▶ _Reading text_
-*-*-
The SPD stated that any legal action to receive Plan benefits must be filed by the earlier of:
• six months from the date a determination is made under the Plan, or • three years from the date the service or treatment was provided or the date the claim arose, whichever is earlier.
The SPD further stated that the failure to file suit within this time limit results in the loss/waiver of the right to file suit. Under this provision, Young’s time to file her action expired on April 17, 2009, six months after the date of the Committee’s letter denying her second-level appeal.
In analyzing the case, the Court said that, since ERISA does not contain a statute of limitations for private enforcement actions, courts generally apply the most closely analogous statute of limitations under state law. However, parties to an ERISA plan are free to include a reasonable contractual limitation in the plan on the period for bringing an action. In this case, the Plan specifically incorporated the SPD, and stated that, if the terms of the Plan and the SPD conflict, the SPD shall govern. Thus, the language in the SPD does not improperly amend the Plan. The provision containing the deadline for bringing suit is not ambiguous and was put in an appropriate place in the SPD. Since the SPD states only that notice will be provided regarding the time limits applicable to the appeal procedures, the Committee did not breach any duty by failing to include the deadline for filing suit in the second-level denial letter. Implicitly, the Court did not find anything unreasonable about the deadline established by the SPD. As such, the Court upheld the deadline.
-*-*-
▶ _Data to examine_
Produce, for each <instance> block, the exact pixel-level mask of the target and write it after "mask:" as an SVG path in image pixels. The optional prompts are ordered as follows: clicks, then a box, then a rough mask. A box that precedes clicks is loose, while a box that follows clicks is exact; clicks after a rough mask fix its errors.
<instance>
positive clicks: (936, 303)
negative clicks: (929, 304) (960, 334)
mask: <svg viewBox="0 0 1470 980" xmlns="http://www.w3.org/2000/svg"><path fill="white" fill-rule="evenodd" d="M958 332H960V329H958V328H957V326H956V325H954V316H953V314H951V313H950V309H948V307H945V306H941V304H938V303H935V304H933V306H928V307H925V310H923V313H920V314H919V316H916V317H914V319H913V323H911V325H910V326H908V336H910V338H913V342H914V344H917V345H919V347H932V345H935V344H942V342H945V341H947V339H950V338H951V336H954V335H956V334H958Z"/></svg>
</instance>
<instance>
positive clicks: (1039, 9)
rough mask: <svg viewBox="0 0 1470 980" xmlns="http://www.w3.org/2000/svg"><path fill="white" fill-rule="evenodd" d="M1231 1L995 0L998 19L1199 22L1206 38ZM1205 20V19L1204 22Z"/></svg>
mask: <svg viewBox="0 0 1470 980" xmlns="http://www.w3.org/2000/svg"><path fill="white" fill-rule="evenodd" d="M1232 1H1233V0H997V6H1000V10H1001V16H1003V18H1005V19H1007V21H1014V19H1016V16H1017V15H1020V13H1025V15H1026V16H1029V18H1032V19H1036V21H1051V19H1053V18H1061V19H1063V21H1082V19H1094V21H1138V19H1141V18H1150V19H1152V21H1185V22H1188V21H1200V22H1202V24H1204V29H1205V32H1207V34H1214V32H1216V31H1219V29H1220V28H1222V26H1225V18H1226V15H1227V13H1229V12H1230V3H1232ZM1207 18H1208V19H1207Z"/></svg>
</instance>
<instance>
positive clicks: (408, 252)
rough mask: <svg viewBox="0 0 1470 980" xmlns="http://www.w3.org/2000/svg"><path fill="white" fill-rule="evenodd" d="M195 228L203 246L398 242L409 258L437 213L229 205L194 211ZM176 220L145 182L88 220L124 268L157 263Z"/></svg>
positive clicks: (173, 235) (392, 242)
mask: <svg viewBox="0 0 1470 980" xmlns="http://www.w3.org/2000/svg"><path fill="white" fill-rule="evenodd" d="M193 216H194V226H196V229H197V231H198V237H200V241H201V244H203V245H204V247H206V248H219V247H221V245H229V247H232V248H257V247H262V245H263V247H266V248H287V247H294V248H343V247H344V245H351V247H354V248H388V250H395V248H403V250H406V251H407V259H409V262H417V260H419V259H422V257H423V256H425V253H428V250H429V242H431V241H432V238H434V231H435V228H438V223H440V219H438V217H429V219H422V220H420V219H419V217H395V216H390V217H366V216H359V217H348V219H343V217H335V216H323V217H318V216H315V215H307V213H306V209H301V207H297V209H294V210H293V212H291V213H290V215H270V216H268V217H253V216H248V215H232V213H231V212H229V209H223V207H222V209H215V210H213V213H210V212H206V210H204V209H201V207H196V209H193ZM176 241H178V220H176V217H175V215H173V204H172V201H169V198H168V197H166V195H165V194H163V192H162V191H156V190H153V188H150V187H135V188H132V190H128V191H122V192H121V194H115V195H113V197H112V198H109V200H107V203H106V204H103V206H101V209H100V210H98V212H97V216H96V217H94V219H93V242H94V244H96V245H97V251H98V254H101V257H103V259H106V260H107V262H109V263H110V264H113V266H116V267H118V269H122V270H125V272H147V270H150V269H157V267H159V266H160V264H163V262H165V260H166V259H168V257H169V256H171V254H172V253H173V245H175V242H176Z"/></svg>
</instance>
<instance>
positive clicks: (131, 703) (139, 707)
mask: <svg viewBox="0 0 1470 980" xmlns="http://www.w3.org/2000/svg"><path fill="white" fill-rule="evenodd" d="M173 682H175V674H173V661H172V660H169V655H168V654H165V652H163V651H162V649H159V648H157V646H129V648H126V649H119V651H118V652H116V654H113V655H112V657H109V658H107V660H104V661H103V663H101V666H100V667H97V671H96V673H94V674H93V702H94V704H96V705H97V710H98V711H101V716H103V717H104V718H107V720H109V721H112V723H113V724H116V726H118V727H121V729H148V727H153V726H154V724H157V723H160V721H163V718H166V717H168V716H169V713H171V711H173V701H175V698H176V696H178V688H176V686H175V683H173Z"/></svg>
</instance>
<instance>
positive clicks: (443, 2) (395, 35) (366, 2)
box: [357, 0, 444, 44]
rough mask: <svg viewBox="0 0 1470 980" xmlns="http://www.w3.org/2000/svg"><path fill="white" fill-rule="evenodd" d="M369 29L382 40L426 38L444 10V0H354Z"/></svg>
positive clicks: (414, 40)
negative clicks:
-*-*-
▶ _Instruction A_
Reproduce the passage about the ERISA filing deadline from "The SPD stated" to "her second-level appeal.".
▶ _Instruction B_
Rewrite the records from the line with "29L382 40L426 38L444" to the end of the records, changing "rough mask" to "coarse mask" and leaving everything else the same.
The passage and the records were taken from unrelated sources.

▶ _Expected output A_
The SPD stated that any legal action to receive Plan benefits must be filed by the earlier of:
• six months from the date a determination is made under the Plan, or • three years from the date the service or treatment was provided or the date the claim arose, whichever is earlier.
The SPD further stated that the failure to file suit within this time limit results in the loss/waiver of the right to file suit. Under this provision, Young’s time to file her action expired on April 17, 2009, six months after the date of the Committee’s letter denying her second-level appeal.

▶ _Expected output B_
coarse mask: <svg viewBox="0 0 1470 980" xmlns="http://www.w3.org/2000/svg"><path fill="white" fill-rule="evenodd" d="M369 29L382 40L426 38L444 10V0H354Z"/></svg>
positive clicks: (414, 40)
negative clicks:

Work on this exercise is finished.